*** Opening of INPUT ***

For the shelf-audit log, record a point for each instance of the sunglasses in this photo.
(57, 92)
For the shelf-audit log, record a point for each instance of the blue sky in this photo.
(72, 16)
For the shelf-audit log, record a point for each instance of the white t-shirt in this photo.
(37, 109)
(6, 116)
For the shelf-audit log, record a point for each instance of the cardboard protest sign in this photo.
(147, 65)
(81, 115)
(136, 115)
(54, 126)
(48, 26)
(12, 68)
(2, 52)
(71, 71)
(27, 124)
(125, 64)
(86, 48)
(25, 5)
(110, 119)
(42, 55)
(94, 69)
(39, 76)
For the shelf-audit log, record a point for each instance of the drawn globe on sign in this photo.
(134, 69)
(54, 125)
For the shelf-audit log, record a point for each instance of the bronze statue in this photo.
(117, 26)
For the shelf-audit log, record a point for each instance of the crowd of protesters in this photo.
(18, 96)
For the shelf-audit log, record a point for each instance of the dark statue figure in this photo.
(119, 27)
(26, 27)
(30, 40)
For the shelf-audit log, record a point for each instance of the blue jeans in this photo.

*** Close of INPUT ***
*** Opening of INPUT ***

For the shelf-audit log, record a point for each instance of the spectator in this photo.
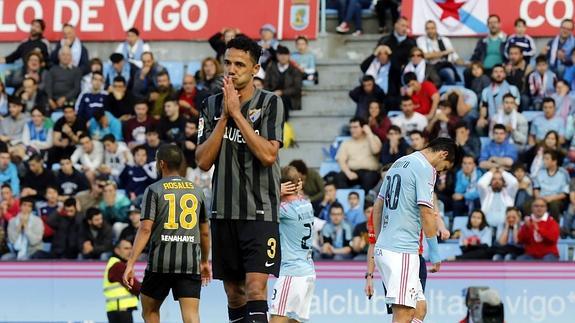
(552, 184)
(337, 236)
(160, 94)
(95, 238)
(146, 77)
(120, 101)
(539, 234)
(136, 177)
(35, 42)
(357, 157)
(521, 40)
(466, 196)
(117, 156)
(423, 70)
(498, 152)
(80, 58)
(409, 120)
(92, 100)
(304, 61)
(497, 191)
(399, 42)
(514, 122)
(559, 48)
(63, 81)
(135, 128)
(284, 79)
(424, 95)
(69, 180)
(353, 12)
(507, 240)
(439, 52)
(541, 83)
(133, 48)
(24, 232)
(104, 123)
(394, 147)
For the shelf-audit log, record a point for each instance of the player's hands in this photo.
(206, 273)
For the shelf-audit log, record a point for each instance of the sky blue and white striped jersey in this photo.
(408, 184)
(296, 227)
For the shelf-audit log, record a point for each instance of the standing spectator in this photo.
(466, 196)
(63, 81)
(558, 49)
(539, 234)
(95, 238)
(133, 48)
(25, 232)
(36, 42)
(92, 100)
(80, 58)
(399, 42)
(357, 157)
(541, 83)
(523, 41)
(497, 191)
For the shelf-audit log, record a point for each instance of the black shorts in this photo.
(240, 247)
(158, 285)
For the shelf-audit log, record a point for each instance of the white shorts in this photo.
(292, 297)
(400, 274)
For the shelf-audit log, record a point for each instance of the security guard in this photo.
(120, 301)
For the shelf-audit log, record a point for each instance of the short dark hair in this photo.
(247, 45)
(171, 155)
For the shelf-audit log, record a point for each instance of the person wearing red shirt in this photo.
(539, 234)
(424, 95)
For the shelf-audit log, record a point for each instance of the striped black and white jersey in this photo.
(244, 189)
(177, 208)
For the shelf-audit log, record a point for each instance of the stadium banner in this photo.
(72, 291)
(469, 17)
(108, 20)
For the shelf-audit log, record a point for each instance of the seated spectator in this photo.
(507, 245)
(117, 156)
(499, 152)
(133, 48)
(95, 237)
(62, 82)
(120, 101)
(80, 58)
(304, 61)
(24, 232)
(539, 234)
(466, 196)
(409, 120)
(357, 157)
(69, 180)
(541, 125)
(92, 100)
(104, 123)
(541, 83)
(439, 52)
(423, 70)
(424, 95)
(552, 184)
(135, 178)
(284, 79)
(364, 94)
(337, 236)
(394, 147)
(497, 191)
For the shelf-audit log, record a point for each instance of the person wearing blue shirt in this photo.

*** Close of INPUT ***
*** Opening of INPUT ***

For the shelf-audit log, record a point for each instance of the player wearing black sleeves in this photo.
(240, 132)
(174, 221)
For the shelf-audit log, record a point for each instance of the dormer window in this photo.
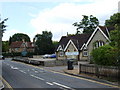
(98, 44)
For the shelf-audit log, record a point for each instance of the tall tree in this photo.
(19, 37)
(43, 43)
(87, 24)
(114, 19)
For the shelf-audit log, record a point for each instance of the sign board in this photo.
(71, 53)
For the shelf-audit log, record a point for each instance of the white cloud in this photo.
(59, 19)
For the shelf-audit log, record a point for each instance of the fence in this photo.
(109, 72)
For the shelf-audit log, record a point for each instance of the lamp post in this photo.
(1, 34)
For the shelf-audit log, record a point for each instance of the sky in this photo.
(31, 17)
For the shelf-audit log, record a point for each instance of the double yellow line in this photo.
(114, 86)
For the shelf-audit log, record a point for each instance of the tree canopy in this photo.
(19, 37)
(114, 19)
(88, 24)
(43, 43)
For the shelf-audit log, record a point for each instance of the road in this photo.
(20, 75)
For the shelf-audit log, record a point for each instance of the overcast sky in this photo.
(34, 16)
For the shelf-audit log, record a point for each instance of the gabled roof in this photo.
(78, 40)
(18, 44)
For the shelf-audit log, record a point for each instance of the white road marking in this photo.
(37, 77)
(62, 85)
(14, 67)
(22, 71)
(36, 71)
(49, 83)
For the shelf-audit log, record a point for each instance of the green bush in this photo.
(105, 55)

*** Close of INPUT ***

> WHAT THE EXERCISE ASKS
Retype the records above, but only those lines that fall between the line containing "standing spectator in this photo." and the line containing "blue shirt in this photo.", with both of those lines included, exactly as written.

> YOUR RESPONSE
For the shelf-audit log, record a point for each instance of the standing spectator in this photo.
(466, 196)
(63, 81)
(558, 49)
(539, 234)
(95, 238)
(133, 48)
(25, 232)
(36, 42)
(92, 100)
(80, 58)
(399, 42)
(357, 157)
(541, 83)
(523, 41)
(497, 191)
For the shelf-audit log, record a point for each instance of the black shorts in this photo.
(240, 247)
(158, 285)
For the shelf-audit log, record a point for each instance of the white shorts in this photo.
(292, 297)
(400, 274)
For the shelf-audit log, record a point for each instance of the security guard in this photo.
(120, 301)
For the shelf-audit log, record a point for each instance of the short dark hair in this photo.
(247, 45)
(171, 155)
For the shelf-audit log, record a point for each instance of the person wearing red shirt in this photo.
(539, 234)
(424, 95)
For the shelf-audit log, record a point for each instance of the striped black and white jersey in this photo.
(244, 189)
(177, 208)
For the shelf-audit log, record a point for each instance of the stadium banner in this photo.
(72, 291)
(469, 17)
(108, 20)
For the shelf-audit log, record a point for each instance of the seated spectator in this photo.
(507, 245)
(117, 156)
(499, 152)
(133, 48)
(95, 237)
(62, 82)
(120, 101)
(80, 58)
(304, 61)
(24, 232)
(539, 234)
(466, 196)
(409, 120)
(357, 157)
(69, 180)
(541, 125)
(92, 100)
(104, 123)
(541, 83)
(439, 52)
(423, 70)
(424, 95)
(552, 184)
(135, 178)
(284, 79)
(364, 94)
(337, 236)
(394, 147)
(497, 191)
For the shelf-audit log, record a point for each instance of the person wearing blue shirt in this photo.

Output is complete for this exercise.